Excerpt to read:
start

The Politics of Sandy

Written By: William F. B. O'Reilly - Oct• 29•12

A candidate for New York State Assembly in Brooklyn 20 years ago insisted on inserting a dried sponge with his name emblazoned across it into his final campaign mailing, one of his former advisers once told me. The sponge was one of those campaign chotchkies candidates love and consultants roll their eyes at — along with branded magnets, emery boards and pill cases — and this particular aspirant for public office was convinced it would put him over the edge in a tight contest.

The mail never arrived, and the candidate lost.

It wasn’t until a week later that it became clear why. A spell of intense humidity expanded the sponges within their envelopes inside the post office, putting their weight above that allowed by the allotted postage. The near-bursting envelopes were returned to the campaign headquarters by the hundreds for weeks after the election stamped in red ink: “Postage Due.”

Such are the intangibles of a political race.

Hurricane Sandy is barreling upon New York as I write this, and it is yet to be seen how much the severe storm may affect our upcoming elections. Significantly, I would guess, judging from Sandy’s ferocity, but in ways impossible to handicap.

It’s an awful thing to talk politics while a natural disaster is looming — this is the time to prepare and to pray for families living along the coastline — but an important Election Day is only a week away and speculation over the storm’s political impact is both irresistible and warranted.

end

Objectives:
**1.** From the column on Sandy and politics, copy out the stretch from "Such are the" through "impossible to handicap.".
**2.** Answer these questions using the column on Sandy and politics:
(a) What did the Assembly candidate insist on inserting into his final campaign mailing?
(b) What words were stamped in red ink on the returned envelopes?
(c) How far off was Election Day at the time of writing?

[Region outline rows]
start

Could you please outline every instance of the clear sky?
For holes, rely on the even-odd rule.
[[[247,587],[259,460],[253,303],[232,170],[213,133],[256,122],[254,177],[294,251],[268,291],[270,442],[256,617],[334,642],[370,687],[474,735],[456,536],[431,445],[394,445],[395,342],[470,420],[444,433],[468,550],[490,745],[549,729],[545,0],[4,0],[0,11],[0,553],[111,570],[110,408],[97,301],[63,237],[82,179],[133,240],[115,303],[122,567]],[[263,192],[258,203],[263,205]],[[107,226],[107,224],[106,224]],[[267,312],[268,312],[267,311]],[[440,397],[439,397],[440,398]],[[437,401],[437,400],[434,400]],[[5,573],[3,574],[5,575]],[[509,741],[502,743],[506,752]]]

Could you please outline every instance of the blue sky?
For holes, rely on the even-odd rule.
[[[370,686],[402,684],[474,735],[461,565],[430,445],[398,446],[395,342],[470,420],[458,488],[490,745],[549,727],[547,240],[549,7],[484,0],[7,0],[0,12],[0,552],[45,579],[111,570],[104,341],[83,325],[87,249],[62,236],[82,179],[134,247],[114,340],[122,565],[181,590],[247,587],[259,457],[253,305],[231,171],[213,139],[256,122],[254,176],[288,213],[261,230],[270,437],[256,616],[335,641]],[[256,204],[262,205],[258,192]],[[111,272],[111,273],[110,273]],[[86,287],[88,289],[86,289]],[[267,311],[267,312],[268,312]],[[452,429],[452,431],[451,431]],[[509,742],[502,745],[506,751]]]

end

Answers for the tasks:
**1.**
Such are the intangibles of a political race.

Hurricane Sandy is barreling upon New York as I write this, and it is yet to be seen how much the severe storm may affect our upcoming elections. Significantly, I would guess, judging from Sandy’s ferocity, but in ways impossible to handicap.

**2.**
(a) A dried sponge with his name emblazoned across it.
(b) "Postage Due."
(c) Only a week away.